Dataset records:
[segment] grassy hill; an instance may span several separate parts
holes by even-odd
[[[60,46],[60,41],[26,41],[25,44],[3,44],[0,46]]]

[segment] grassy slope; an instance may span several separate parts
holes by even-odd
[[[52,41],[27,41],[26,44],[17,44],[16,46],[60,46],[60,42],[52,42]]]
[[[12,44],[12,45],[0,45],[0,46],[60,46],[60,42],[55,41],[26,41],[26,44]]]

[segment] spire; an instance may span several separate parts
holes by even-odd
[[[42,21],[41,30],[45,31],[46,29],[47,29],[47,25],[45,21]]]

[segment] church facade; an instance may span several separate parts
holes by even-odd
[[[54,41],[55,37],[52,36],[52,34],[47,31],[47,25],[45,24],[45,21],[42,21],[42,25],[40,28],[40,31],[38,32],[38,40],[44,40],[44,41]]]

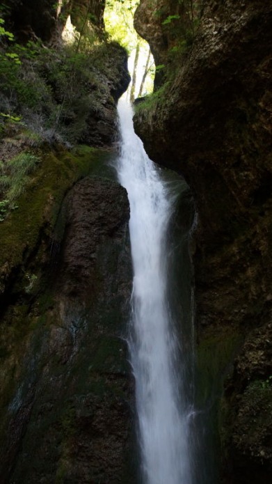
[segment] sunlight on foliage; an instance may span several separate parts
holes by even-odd
[[[127,96],[133,102],[138,95],[152,91],[154,65],[149,45],[134,29],[134,15],[138,0],[107,0],[104,13],[105,28],[110,38],[125,47],[129,55],[129,70],[131,82]]]

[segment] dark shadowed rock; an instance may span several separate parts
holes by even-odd
[[[85,178],[66,198],[50,295],[3,420],[2,482],[134,482],[129,216],[125,189],[109,180]]]
[[[150,157],[182,174],[195,196],[200,378],[209,394],[205,405],[211,398],[207,389],[216,400],[225,380],[223,482],[255,484],[262,476],[268,484],[272,6],[204,6],[193,47],[173,63],[175,75],[161,97],[145,110],[139,105],[135,127]]]

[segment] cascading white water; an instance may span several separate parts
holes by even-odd
[[[132,110],[122,101],[118,162],[130,203],[134,266],[131,361],[136,380],[145,484],[192,484],[189,414],[179,396],[177,343],[167,301],[166,232],[173,196],[134,133]]]

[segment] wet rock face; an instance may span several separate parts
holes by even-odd
[[[22,40],[39,37],[49,42],[61,33],[69,15],[73,25],[79,31],[88,17],[94,28],[104,28],[105,2],[99,0],[11,0],[3,3],[3,13],[13,31]]]
[[[61,256],[2,408],[1,482],[134,482],[129,216],[109,180],[85,178],[67,196]]]
[[[271,31],[270,1],[206,2],[175,81],[135,118],[150,157],[194,193],[199,348],[223,328],[240,338],[221,423],[227,484],[271,478]]]

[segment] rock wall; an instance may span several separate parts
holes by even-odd
[[[69,15],[79,32],[102,33],[104,8],[99,0],[4,0],[0,12],[21,41],[50,42],[61,34]]]
[[[14,331],[16,316],[19,331],[2,338],[3,483],[134,482],[129,216],[116,182],[78,182],[59,215],[55,245],[64,228],[63,242],[44,267],[42,292],[21,290],[2,315]]]
[[[215,407],[227,484],[268,483],[272,466],[271,17],[268,1],[205,2],[135,117],[150,157],[194,194],[199,405]]]
[[[14,84],[0,72],[1,110],[20,120],[0,130],[0,481],[134,483],[129,208],[107,166],[127,56],[103,41],[103,1],[57,3],[0,8],[17,42],[38,40],[16,47]],[[81,34],[87,19],[91,54],[62,48],[68,15]],[[35,164],[15,180],[20,155]]]

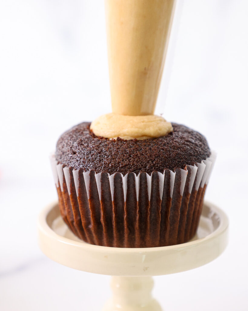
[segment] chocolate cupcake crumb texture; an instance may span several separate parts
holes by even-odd
[[[184,169],[210,155],[205,137],[182,125],[172,123],[174,132],[166,136],[126,141],[96,136],[90,130],[90,124],[81,123],[60,136],[55,153],[60,163],[96,173],[150,174],[154,170],[163,173],[166,169]]]

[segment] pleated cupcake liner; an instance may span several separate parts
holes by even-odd
[[[86,242],[116,247],[180,244],[196,234],[215,153],[151,175],[75,170],[51,157],[61,215]]]

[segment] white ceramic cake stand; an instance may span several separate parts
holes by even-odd
[[[161,311],[152,296],[152,276],[190,270],[213,260],[226,246],[228,227],[225,213],[205,202],[197,233],[187,243],[149,248],[99,246],[74,235],[64,222],[56,203],[40,215],[38,239],[42,251],[59,263],[113,276],[113,297],[104,311]]]

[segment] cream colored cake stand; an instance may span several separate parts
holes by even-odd
[[[42,211],[38,227],[40,247],[51,259],[78,270],[113,276],[113,297],[104,311],[161,311],[152,296],[152,276],[190,270],[216,258],[227,243],[228,220],[222,211],[205,202],[192,240],[143,248],[107,247],[82,242],[68,229],[56,203]]]

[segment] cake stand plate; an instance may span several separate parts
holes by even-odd
[[[228,227],[224,212],[205,202],[197,234],[187,243],[146,248],[97,246],[73,234],[60,216],[56,202],[40,215],[38,239],[45,255],[59,263],[113,276],[113,297],[104,311],[161,311],[152,296],[151,277],[190,270],[215,259],[227,245]]]

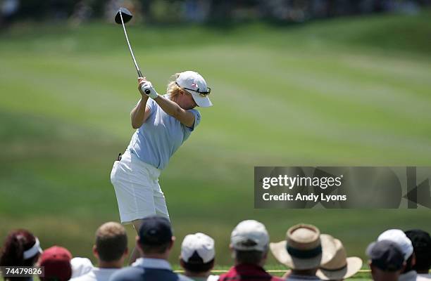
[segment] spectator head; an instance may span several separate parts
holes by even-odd
[[[0,252],[1,266],[33,266],[42,250],[37,237],[20,229],[10,233]]]
[[[411,241],[406,233],[399,229],[389,229],[379,235],[377,241],[389,240],[396,244],[404,255],[406,267],[404,272],[412,270],[416,263],[416,258],[413,254],[413,247]]]
[[[72,276],[72,254],[66,249],[54,246],[46,249],[40,257],[39,266],[44,267],[41,281],[67,281]]]
[[[334,238],[320,235],[314,226],[299,224],[289,228],[286,240],[270,243],[275,259],[294,271],[303,270],[302,275],[316,273],[320,263],[327,263],[335,255]]]
[[[269,235],[265,226],[258,221],[240,222],[230,235],[230,248],[237,264],[263,266],[266,261]]]
[[[322,236],[325,234],[322,234]],[[354,275],[362,267],[362,260],[357,256],[347,257],[343,244],[334,239],[336,253],[332,259],[320,265],[316,275],[323,280],[342,280]]]
[[[175,238],[168,218],[151,216],[144,218],[137,237],[137,244],[144,256],[161,256],[167,259]]]
[[[405,254],[399,246],[390,240],[371,243],[366,250],[373,280],[397,280],[404,267]]]
[[[186,275],[208,273],[214,267],[214,240],[204,233],[187,235],[181,244],[180,263]]]
[[[428,273],[431,268],[431,237],[430,233],[415,229],[406,231],[411,241],[416,256],[416,263],[413,269],[418,273]]]
[[[118,223],[108,222],[96,231],[94,256],[101,263],[123,261],[127,255],[127,235],[125,229]]]
[[[80,258],[75,256],[70,260],[70,266],[72,266],[72,278],[83,275],[92,271],[94,268],[93,263],[87,258]]]

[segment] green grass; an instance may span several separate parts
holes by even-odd
[[[161,178],[177,237],[216,240],[263,222],[271,241],[316,224],[365,258],[389,228],[431,231],[430,211],[254,209],[254,166],[431,165],[430,17],[387,15],[280,27],[130,26],[143,72],[159,92],[195,70],[215,106]],[[0,35],[0,237],[32,230],[44,247],[91,257],[94,233],[118,215],[109,174],[133,131],[139,98],[121,29],[94,22],[22,24]],[[133,231],[128,228],[130,247]],[[277,264],[270,255],[269,264]]]

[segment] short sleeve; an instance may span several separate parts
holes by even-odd
[[[136,105],[139,105],[142,100],[142,98],[139,98],[139,100],[138,100]],[[145,106],[150,109],[150,115],[156,111],[156,102],[152,98],[149,98],[148,100],[146,100],[146,105]]]
[[[187,128],[189,131],[192,131],[193,130],[194,130],[194,128],[196,128],[201,122],[201,113],[199,113],[199,112],[196,110],[189,110],[187,111],[193,113],[193,115],[194,115],[194,123],[193,123],[193,126],[186,126],[186,128]]]

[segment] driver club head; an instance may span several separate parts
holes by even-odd
[[[115,22],[119,25],[121,25],[121,16],[120,16],[120,13],[121,13],[121,16],[123,16],[123,21],[124,23],[128,22],[133,15],[132,15],[132,13],[129,10],[125,8],[120,8],[120,10],[117,12],[115,15]]]

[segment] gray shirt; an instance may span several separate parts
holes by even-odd
[[[169,263],[161,259],[144,258],[135,263],[133,266],[115,273],[110,281],[192,281],[185,276],[172,270]]]

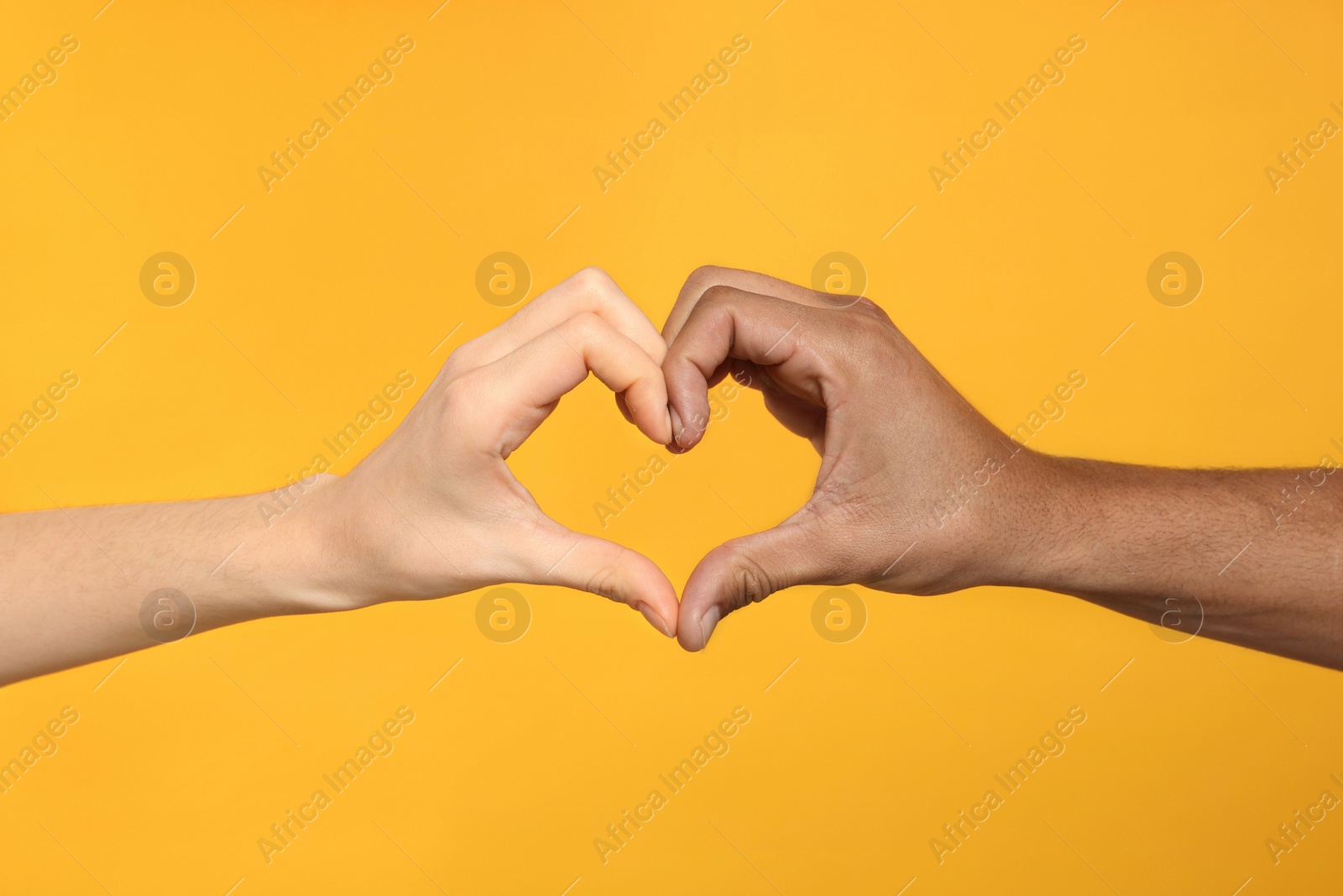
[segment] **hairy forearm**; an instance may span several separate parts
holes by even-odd
[[[316,501],[337,482],[290,489],[297,501],[279,516],[270,494],[0,516],[0,684],[188,631],[345,609],[326,582]],[[185,600],[150,598],[160,588]]]
[[[1343,473],[1037,461],[1007,583],[1343,669]]]

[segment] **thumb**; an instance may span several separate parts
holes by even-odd
[[[817,527],[803,520],[794,517],[774,529],[733,539],[700,560],[681,595],[677,639],[682,647],[702,650],[723,617],[775,591],[829,582],[831,552]]]
[[[517,579],[528,584],[559,584],[627,603],[649,623],[674,637],[678,603],[676,588],[653,560],[638,551],[572,532],[557,523],[530,549]]]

> What is required
Count the lines in the items above that contain the string "head", matching case exactly. Reply with the number only.

> Output of the exercise
2